**Work to complete**
Extract every line of the material that contains the word "concrete" and list those lines.

— Begin —

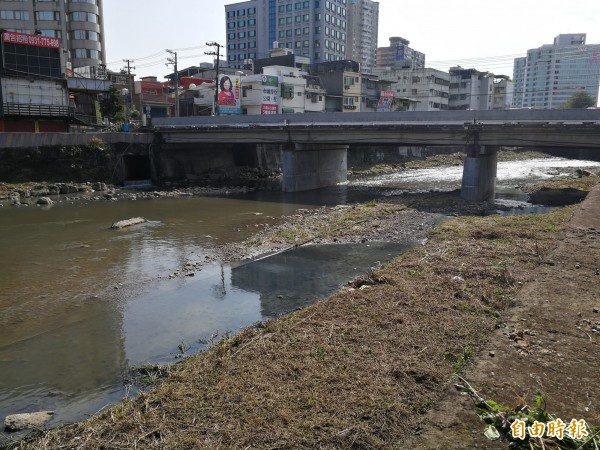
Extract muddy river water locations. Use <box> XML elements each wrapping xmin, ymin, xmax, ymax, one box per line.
<box><xmin>0</xmin><ymin>158</ymin><xmax>600</xmax><ymax>434</ymax></box>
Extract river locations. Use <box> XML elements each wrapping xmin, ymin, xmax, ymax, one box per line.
<box><xmin>0</xmin><ymin>158</ymin><xmax>600</xmax><ymax>438</ymax></box>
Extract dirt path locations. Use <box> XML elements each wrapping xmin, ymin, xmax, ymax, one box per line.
<box><xmin>406</xmin><ymin>185</ymin><xmax>600</xmax><ymax>450</ymax></box>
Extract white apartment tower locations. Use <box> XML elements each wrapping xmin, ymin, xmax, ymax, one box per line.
<box><xmin>513</xmin><ymin>33</ymin><xmax>600</xmax><ymax>109</ymax></box>
<box><xmin>0</xmin><ymin>0</ymin><xmax>106</xmax><ymax>68</ymax></box>
<box><xmin>377</xmin><ymin>37</ymin><xmax>425</xmax><ymax>69</ymax></box>
<box><xmin>225</xmin><ymin>0</ymin><xmax>348</xmax><ymax>68</ymax></box>
<box><xmin>346</xmin><ymin>0</ymin><xmax>379</xmax><ymax>73</ymax></box>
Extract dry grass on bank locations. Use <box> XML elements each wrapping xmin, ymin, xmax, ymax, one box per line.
<box><xmin>16</xmin><ymin>203</ymin><xmax>572</xmax><ymax>449</ymax></box>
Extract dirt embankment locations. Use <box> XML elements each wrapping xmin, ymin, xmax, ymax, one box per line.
<box><xmin>8</xmin><ymin>169</ymin><xmax>600</xmax><ymax>449</ymax></box>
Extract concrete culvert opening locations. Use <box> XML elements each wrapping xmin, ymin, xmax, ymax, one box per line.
<box><xmin>123</xmin><ymin>155</ymin><xmax>152</xmax><ymax>184</ymax></box>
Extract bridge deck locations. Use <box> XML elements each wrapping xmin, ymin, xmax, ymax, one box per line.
<box><xmin>153</xmin><ymin>109</ymin><xmax>600</xmax><ymax>148</ymax></box>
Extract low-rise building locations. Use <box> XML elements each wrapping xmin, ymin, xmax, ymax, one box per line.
<box><xmin>374</xmin><ymin>67</ymin><xmax>450</xmax><ymax>111</ymax></box>
<box><xmin>0</xmin><ymin>31</ymin><xmax>69</xmax><ymax>132</ymax></box>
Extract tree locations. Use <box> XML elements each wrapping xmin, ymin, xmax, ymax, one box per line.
<box><xmin>100</xmin><ymin>86</ymin><xmax>123</xmax><ymax>122</ymax></box>
<box><xmin>561</xmin><ymin>91</ymin><xmax>596</xmax><ymax>109</ymax></box>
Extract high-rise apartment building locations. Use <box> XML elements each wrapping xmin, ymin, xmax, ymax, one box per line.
<box><xmin>346</xmin><ymin>0</ymin><xmax>379</xmax><ymax>73</ymax></box>
<box><xmin>0</xmin><ymin>0</ymin><xmax>106</xmax><ymax>68</ymax></box>
<box><xmin>377</xmin><ymin>37</ymin><xmax>425</xmax><ymax>69</ymax></box>
<box><xmin>225</xmin><ymin>0</ymin><xmax>348</xmax><ymax>69</ymax></box>
<box><xmin>448</xmin><ymin>66</ymin><xmax>495</xmax><ymax>110</ymax></box>
<box><xmin>513</xmin><ymin>33</ymin><xmax>600</xmax><ymax>109</ymax></box>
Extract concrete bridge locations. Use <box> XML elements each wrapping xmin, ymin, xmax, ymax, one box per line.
<box><xmin>153</xmin><ymin>109</ymin><xmax>600</xmax><ymax>201</ymax></box>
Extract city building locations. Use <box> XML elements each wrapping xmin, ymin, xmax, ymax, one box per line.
<box><xmin>225</xmin><ymin>0</ymin><xmax>348</xmax><ymax>69</ymax></box>
<box><xmin>0</xmin><ymin>31</ymin><xmax>71</xmax><ymax>133</ymax></box>
<box><xmin>492</xmin><ymin>75</ymin><xmax>514</xmax><ymax>109</ymax></box>
<box><xmin>0</xmin><ymin>0</ymin><xmax>106</xmax><ymax>69</ymax></box>
<box><xmin>513</xmin><ymin>33</ymin><xmax>600</xmax><ymax>109</ymax></box>
<box><xmin>310</xmin><ymin>61</ymin><xmax>362</xmax><ymax>112</ymax></box>
<box><xmin>376</xmin><ymin>37</ymin><xmax>425</xmax><ymax>69</ymax></box>
<box><xmin>346</xmin><ymin>0</ymin><xmax>379</xmax><ymax>73</ymax></box>
<box><xmin>373</xmin><ymin>67</ymin><xmax>450</xmax><ymax>111</ymax></box>
<box><xmin>448</xmin><ymin>66</ymin><xmax>495</xmax><ymax>110</ymax></box>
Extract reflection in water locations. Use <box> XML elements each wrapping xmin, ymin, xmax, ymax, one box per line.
<box><xmin>232</xmin><ymin>242</ymin><xmax>414</xmax><ymax>317</ymax></box>
<box><xmin>0</xmin><ymin>198</ymin><xmax>314</xmax><ymax>430</ymax></box>
<box><xmin>0</xmin><ymin>156</ymin><xmax>597</xmax><ymax>434</ymax></box>
<box><xmin>0</xmin><ymin>186</ymin><xmax>404</xmax><ymax>432</ymax></box>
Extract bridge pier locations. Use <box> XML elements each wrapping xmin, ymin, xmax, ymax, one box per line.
<box><xmin>460</xmin><ymin>145</ymin><xmax>500</xmax><ymax>202</ymax></box>
<box><xmin>282</xmin><ymin>144</ymin><xmax>348</xmax><ymax>192</ymax></box>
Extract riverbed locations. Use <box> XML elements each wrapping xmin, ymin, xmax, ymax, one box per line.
<box><xmin>0</xmin><ymin>158</ymin><xmax>599</xmax><ymax>440</ymax></box>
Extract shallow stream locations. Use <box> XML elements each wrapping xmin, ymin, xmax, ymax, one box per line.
<box><xmin>0</xmin><ymin>158</ymin><xmax>600</xmax><ymax>441</ymax></box>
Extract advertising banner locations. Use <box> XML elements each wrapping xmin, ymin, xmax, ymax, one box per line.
<box><xmin>377</xmin><ymin>91</ymin><xmax>394</xmax><ymax>112</ymax></box>
<box><xmin>2</xmin><ymin>31</ymin><xmax>60</xmax><ymax>49</ymax></box>
<box><xmin>217</xmin><ymin>75</ymin><xmax>242</xmax><ymax>115</ymax></box>
<box><xmin>260</xmin><ymin>75</ymin><xmax>279</xmax><ymax>114</ymax></box>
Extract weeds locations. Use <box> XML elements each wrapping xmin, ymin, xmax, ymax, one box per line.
<box><xmin>455</xmin><ymin>376</ymin><xmax>600</xmax><ymax>450</ymax></box>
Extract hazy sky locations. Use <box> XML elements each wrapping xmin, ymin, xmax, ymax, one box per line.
<box><xmin>104</xmin><ymin>0</ymin><xmax>600</xmax><ymax>80</ymax></box>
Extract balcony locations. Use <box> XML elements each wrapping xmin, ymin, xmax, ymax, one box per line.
<box><xmin>2</xmin><ymin>103</ymin><xmax>69</xmax><ymax>117</ymax></box>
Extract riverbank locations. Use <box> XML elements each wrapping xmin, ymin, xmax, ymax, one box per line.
<box><xmin>8</xmin><ymin>168</ymin><xmax>600</xmax><ymax>449</ymax></box>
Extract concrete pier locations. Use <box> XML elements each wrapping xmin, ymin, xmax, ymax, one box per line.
<box><xmin>460</xmin><ymin>145</ymin><xmax>500</xmax><ymax>202</ymax></box>
<box><xmin>282</xmin><ymin>144</ymin><xmax>348</xmax><ymax>192</ymax></box>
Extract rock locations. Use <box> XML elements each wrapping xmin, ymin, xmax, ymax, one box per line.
<box><xmin>575</xmin><ymin>169</ymin><xmax>593</xmax><ymax>177</ymax></box>
<box><xmin>92</xmin><ymin>182</ymin><xmax>107</xmax><ymax>192</ymax></box>
<box><xmin>36</xmin><ymin>197</ymin><xmax>54</xmax><ymax>205</ymax></box>
<box><xmin>59</xmin><ymin>184</ymin><xmax>79</xmax><ymax>194</ymax></box>
<box><xmin>111</xmin><ymin>217</ymin><xmax>146</xmax><ymax>229</ymax></box>
<box><xmin>4</xmin><ymin>411</ymin><xmax>54</xmax><ymax>431</ymax></box>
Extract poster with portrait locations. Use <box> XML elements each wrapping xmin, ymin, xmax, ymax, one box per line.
<box><xmin>377</xmin><ymin>91</ymin><xmax>394</xmax><ymax>112</ymax></box>
<box><xmin>260</xmin><ymin>75</ymin><xmax>279</xmax><ymax>114</ymax></box>
<box><xmin>217</xmin><ymin>75</ymin><xmax>242</xmax><ymax>115</ymax></box>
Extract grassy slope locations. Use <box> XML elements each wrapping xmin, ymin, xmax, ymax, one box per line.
<box><xmin>12</xmin><ymin>183</ymin><xmax>591</xmax><ymax>449</ymax></box>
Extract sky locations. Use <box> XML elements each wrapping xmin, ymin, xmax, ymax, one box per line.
<box><xmin>103</xmin><ymin>0</ymin><xmax>600</xmax><ymax>81</ymax></box>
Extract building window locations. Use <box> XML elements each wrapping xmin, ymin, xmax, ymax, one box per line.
<box><xmin>69</xmin><ymin>11</ymin><xmax>98</xmax><ymax>23</ymax></box>
<box><xmin>0</xmin><ymin>10</ymin><xmax>29</xmax><ymax>20</ymax></box>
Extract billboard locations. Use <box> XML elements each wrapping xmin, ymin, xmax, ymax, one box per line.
<box><xmin>217</xmin><ymin>75</ymin><xmax>242</xmax><ymax>115</ymax></box>
<box><xmin>260</xmin><ymin>75</ymin><xmax>279</xmax><ymax>114</ymax></box>
<box><xmin>2</xmin><ymin>31</ymin><xmax>60</xmax><ymax>49</ymax></box>
<box><xmin>377</xmin><ymin>91</ymin><xmax>394</xmax><ymax>112</ymax></box>
<box><xmin>0</xmin><ymin>31</ymin><xmax>64</xmax><ymax>78</ymax></box>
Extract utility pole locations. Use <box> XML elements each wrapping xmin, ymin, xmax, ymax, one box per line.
<box><xmin>204</xmin><ymin>41</ymin><xmax>222</xmax><ymax>116</ymax></box>
<box><xmin>165</xmin><ymin>49</ymin><xmax>179</xmax><ymax>117</ymax></box>
<box><xmin>123</xmin><ymin>59</ymin><xmax>135</xmax><ymax>126</ymax></box>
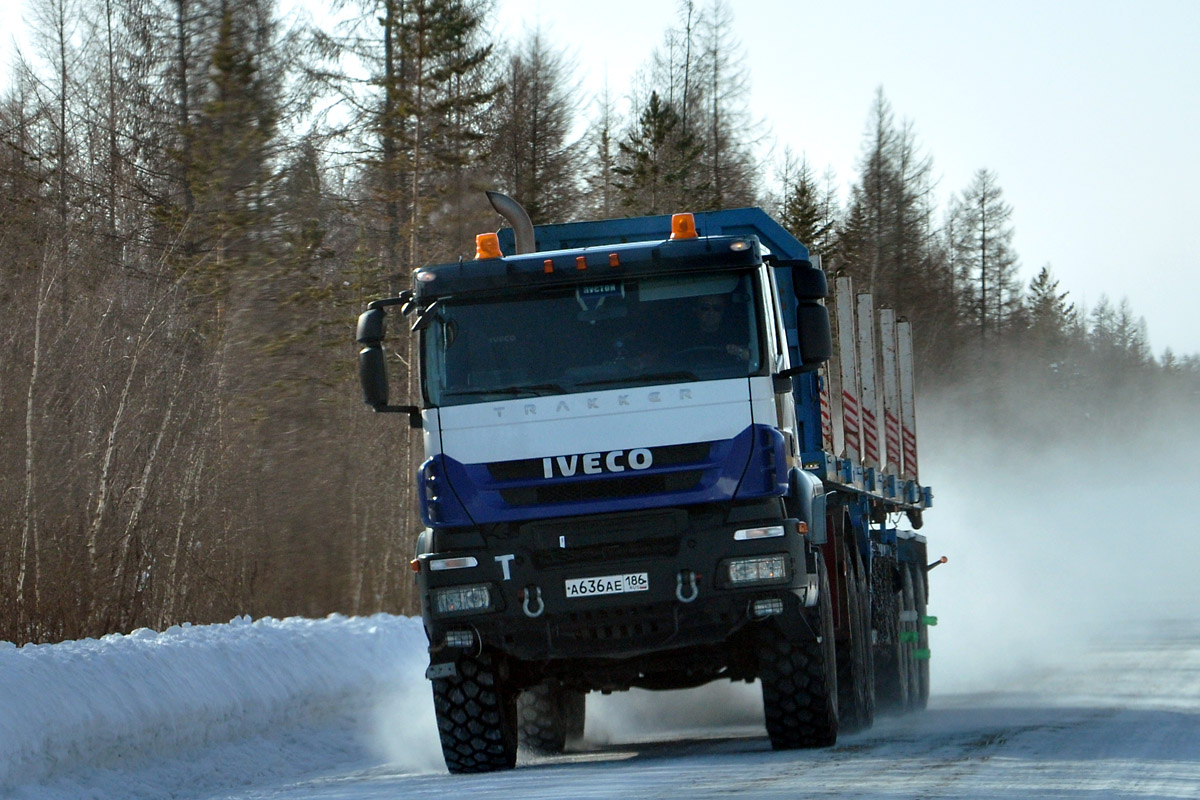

— End —

**Exercise result**
Extract concrete culvert opening locations. Use <box> XML elements each wrapping xmin, ymin, xmax, ymax, one box per line.
Extract concrete bridge locations. Use <box> XML elements each wrapping xmin, ymin, xmax, ymax, one box per line.
Extract concrete pier locations. Use <box> XML elements each wrapping xmin, ymin, xmax, ymax, one box per line.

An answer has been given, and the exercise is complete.